# PROBLEMS
[a] Please set down everything in the Simms v. County Court opinion from "The controlling issue" down to "a three-year period.", word for word.
[b] Answer these questions using the Simms v. County Court opinion:
(i) On what date was the case decided?
(ii) Who appeared for the relators?
(iii) How many persons did the county clerk mail a cancellation notice to on June 7, 1950?
>> begin READING PASSAGE
Simms v. County Court of Kanawha CountyAnnotate this Case
61 S.E.2d 849 (1950)
SIMMS et al. v. COUNTY COURT OF KANAWHA COUNTY et al.
Supreme Court of Appeals of West Virginia.
Submitted October 31, 1950.
Decided November 3, 1950.
*850 Cleo S. Jones, Charleston, for relators.
Dale G. Casto, Charleston, for respondents.
Petitioners, John Alderson Simms and W. R. Gillespie, citizens and residents of Kanawha County, West Virginia, seek a writ of mandamus to compel Carl Calvert, Mont Cavender and John Slack, Jr., Commissioners of the County Court of Kanawha County; Paul Wehrle, clerk of such court, and H. R. Young, his deputy, to reinstate on and "insert in" the permanent voting registration books and registration records of Kanawha County, the names of all qualified voters, whose registration has been cancelled under a provision of Section 5, Article 2, Chapter 43, Acts of the Legislature, Regular Session, 1941, as amended by Chapter 92, Acts of the Legislature, Regular Session, 1947, which reads, in part as follows: "* * * If a voter fails to vote at least once during a period of three years, his registration shall be cancelled and he shall, by letter or postal card, be given proper notice thereof by the clerk of the county court, to the effect that in order to vote he must register again."
The case comes before this Court on the petition, the answer thereto, and a stipulation of facts.
On the 7th day of June, 1950, the county clerk of Kanawha County mailed to 5,460 persons, including the petitioner, W. R. Gillespie, a notice that their registration had been cancelled for failure to vote during the preceding three years, and that in order to vote in the next election it would be necessary that they register again. The notice gave the address of the permanent registration office in the City of Charleston, where a new registration could be effected.
The controlling issue presented in this proceeding is whether that portion of the statute, quoted above, and other sections of the Permanent Registration Law are constitutional. Petitioners contend that the pertinent sections of such law contravene Sections 1 and 12 of Article IV and Section 43 of Article VI of the Constitution of West Virginia, in that such sections create a disqualification of a citizen's right to vote; that the statute is not a proper registration law; and that it does not set forth a proper criterion or method by which the clerk of the county court is to determine whether a person has voted within a three-year period.
>> end READING PASSAGE
>> begin EXCERPTED RECORDS
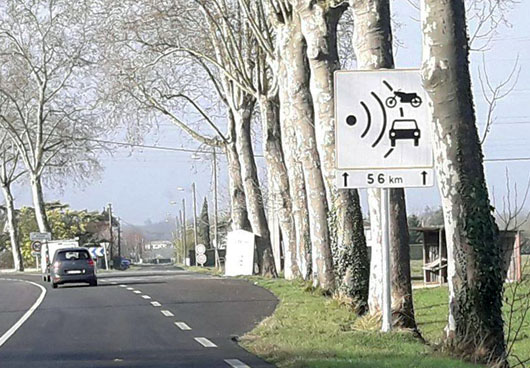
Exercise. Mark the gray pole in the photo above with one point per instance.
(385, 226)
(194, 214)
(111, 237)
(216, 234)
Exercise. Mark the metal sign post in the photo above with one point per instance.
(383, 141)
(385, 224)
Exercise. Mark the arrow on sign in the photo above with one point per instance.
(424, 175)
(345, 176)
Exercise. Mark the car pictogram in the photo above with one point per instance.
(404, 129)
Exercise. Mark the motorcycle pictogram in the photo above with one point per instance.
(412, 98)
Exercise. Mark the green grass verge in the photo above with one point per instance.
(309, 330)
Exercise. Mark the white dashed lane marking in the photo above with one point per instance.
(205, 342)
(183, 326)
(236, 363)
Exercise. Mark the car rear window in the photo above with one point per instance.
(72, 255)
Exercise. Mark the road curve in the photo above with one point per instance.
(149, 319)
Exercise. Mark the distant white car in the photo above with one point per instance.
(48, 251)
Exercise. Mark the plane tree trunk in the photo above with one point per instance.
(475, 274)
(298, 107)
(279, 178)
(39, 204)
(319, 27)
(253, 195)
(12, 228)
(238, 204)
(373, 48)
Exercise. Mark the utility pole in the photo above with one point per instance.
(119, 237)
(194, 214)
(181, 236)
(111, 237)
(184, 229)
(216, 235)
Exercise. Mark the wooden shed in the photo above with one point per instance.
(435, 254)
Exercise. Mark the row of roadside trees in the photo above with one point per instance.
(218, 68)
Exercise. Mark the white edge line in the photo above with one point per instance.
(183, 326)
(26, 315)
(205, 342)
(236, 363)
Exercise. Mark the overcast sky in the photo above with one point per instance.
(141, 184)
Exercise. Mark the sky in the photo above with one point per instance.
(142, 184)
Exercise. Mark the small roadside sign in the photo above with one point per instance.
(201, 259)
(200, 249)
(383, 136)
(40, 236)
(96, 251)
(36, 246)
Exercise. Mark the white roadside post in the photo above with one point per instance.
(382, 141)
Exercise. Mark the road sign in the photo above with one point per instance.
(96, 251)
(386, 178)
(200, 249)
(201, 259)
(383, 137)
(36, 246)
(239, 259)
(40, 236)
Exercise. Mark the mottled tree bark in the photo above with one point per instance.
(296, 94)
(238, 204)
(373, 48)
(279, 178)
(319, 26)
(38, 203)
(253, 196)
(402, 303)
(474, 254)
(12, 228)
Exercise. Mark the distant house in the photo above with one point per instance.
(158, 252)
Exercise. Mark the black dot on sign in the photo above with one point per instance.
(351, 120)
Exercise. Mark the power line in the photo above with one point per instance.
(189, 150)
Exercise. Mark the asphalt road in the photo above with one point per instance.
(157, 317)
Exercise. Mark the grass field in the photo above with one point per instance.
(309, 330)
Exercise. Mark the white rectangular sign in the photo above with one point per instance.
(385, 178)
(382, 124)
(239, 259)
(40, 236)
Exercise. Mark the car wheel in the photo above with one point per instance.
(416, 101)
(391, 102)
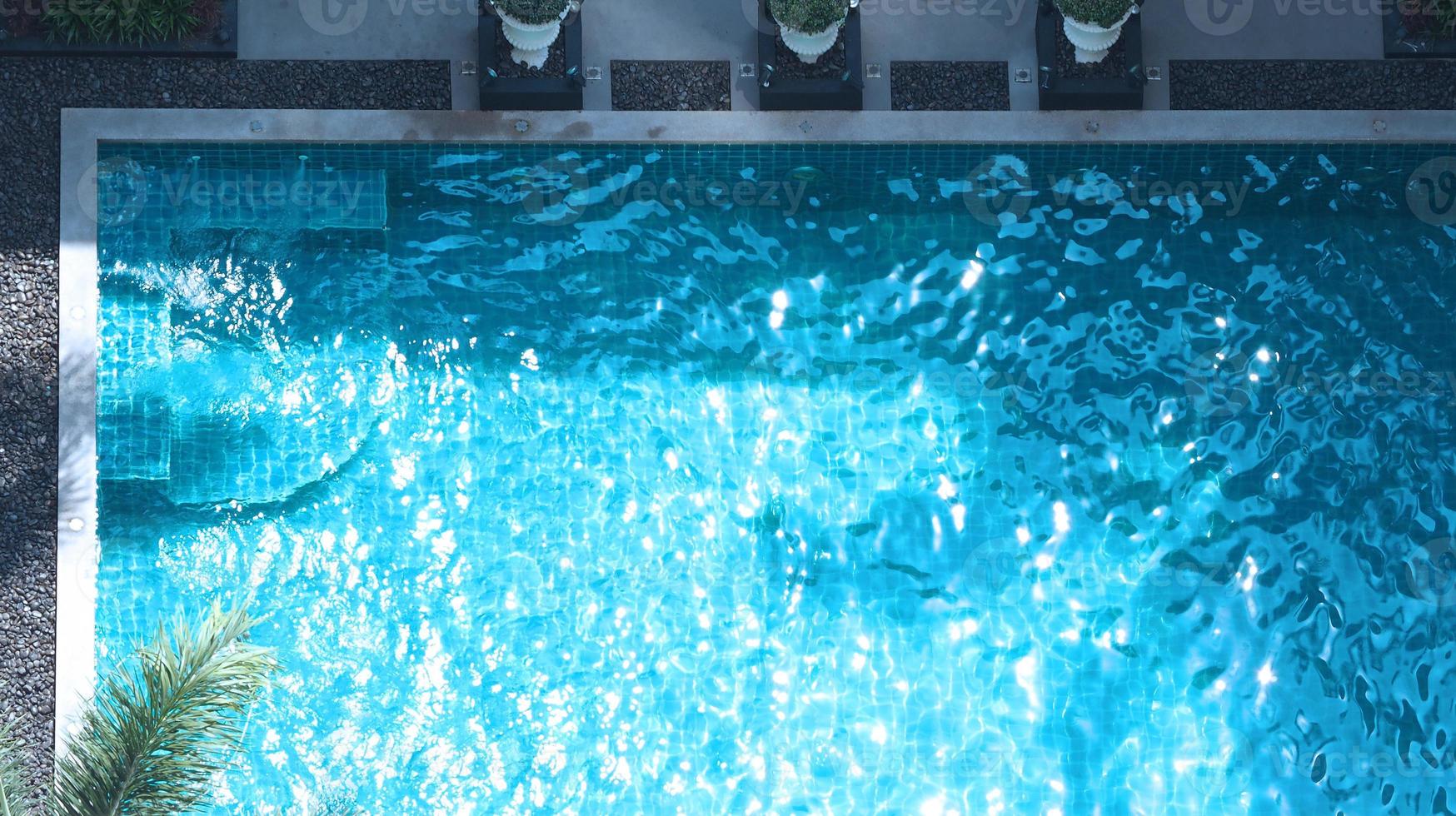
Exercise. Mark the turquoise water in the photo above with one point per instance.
>> end EXCERPTED RECORDS
>> begin EXCERPTED RECORDS
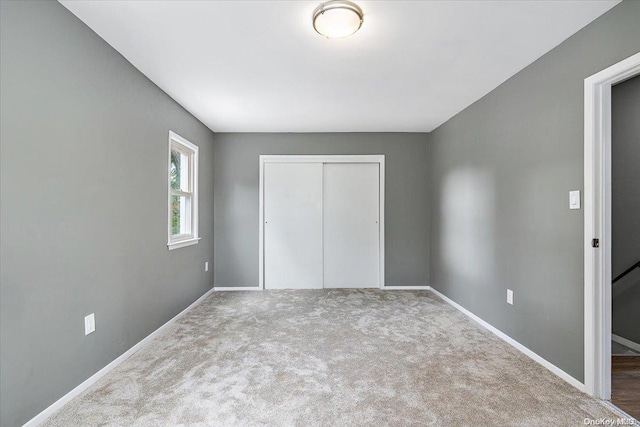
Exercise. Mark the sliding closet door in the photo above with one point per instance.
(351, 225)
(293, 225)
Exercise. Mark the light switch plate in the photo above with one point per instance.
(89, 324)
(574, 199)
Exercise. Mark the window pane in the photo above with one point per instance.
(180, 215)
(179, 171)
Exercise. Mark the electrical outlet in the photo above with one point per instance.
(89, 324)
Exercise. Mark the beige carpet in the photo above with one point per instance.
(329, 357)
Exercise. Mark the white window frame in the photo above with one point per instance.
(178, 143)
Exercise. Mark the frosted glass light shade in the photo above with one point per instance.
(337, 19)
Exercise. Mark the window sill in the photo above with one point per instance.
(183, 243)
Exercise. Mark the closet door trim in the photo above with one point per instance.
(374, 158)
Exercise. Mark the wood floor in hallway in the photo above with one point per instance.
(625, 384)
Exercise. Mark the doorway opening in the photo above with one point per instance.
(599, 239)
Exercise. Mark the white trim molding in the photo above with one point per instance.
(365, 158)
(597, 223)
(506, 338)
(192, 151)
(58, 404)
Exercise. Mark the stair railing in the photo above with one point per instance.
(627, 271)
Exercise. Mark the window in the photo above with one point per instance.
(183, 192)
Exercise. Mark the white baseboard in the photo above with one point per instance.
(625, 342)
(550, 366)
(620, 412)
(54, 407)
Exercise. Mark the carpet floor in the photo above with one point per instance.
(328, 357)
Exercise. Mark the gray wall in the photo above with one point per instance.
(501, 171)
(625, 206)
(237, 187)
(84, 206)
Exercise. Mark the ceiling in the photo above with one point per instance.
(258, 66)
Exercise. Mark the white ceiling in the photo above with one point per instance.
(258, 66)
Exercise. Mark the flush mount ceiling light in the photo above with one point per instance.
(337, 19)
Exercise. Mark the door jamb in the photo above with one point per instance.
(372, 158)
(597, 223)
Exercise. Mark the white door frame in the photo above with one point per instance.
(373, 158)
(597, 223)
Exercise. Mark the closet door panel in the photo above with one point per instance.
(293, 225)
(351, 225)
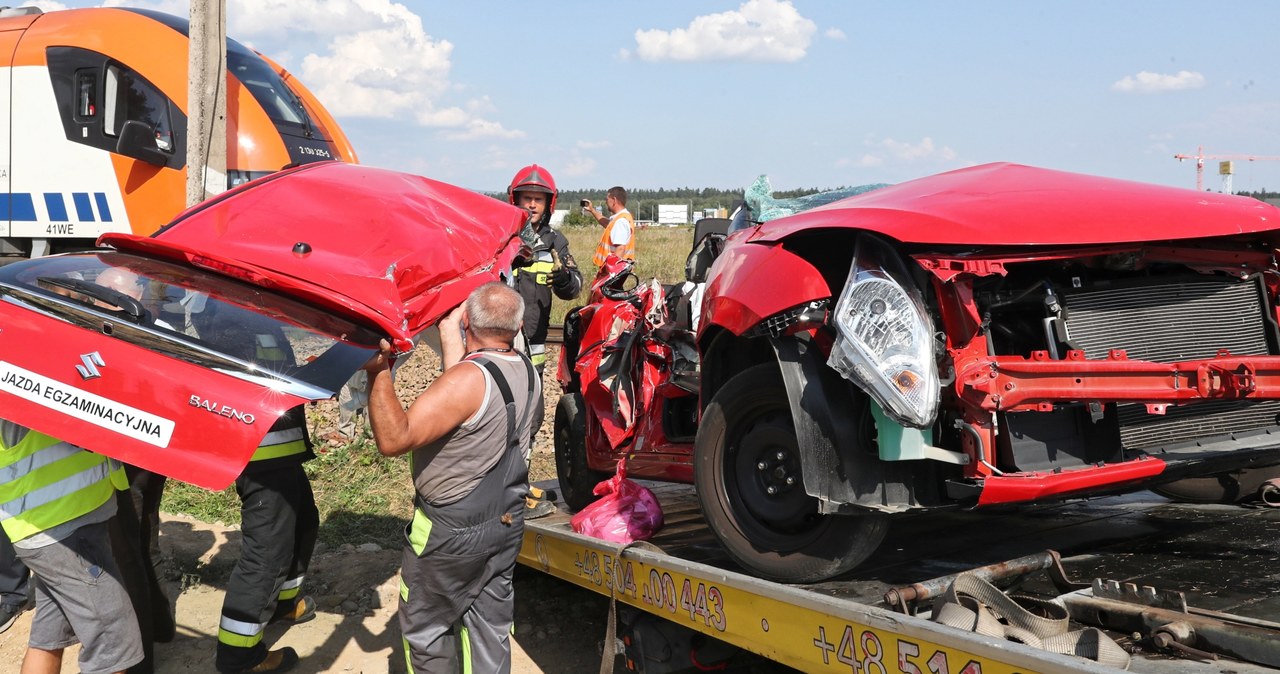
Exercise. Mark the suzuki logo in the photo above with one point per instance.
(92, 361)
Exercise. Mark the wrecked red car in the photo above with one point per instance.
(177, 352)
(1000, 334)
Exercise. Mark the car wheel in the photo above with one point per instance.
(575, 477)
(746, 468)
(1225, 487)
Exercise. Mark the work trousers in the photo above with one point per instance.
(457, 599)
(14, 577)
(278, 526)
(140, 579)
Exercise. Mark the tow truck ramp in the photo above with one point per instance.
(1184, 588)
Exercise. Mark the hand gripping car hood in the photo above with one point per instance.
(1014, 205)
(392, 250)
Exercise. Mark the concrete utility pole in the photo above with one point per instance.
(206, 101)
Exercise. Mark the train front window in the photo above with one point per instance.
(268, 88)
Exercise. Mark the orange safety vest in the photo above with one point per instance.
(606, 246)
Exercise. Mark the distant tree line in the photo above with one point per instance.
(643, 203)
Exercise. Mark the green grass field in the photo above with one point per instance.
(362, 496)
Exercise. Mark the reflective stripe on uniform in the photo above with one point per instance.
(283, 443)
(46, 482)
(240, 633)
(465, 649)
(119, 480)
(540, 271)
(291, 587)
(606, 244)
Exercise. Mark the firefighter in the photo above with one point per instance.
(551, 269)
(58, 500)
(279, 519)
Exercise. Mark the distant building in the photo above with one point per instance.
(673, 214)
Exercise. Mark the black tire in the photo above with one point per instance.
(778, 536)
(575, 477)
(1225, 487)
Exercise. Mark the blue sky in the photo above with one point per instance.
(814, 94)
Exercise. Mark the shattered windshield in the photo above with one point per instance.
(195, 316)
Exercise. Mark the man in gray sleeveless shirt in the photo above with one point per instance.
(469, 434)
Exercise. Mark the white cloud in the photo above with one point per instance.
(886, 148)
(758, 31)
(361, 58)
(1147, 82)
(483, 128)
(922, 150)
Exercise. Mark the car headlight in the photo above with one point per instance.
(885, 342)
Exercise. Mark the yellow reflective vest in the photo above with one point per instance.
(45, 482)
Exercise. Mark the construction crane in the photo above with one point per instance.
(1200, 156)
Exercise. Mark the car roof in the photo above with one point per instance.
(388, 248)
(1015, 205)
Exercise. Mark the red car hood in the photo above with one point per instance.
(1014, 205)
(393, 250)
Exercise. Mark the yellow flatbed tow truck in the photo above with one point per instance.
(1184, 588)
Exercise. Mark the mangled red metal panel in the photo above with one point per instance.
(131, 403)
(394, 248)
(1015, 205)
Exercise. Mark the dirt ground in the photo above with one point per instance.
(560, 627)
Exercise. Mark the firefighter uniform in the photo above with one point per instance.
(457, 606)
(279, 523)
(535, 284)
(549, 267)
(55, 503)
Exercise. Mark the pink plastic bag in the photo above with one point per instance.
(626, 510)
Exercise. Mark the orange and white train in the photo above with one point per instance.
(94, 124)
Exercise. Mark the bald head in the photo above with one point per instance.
>> end EXCERPTED RECORDS
# EXERCISE RESPONSES
[a]
The controlling issue presented in this proceeding is whether that portion of the statute, quoted above, and other sections of the Permanent Registration Law are constitutional. Petitioners contend that the pertinent sections of such law contravene Sections 1 and 12 of Article IV and Section 43 of Article VI of the Constitution of West Virginia, in that such sections create a disqualification of a citizen's right to vote; that the statute is not a proper registration law; and that it does not set forth a proper criterion or method by which the clerk of the county court is to determine whether a person has voted within a three-year period.

[b]
(i) November 3, 1950
(ii) Cleo S. Jones, of Charleston
(iii) 5,460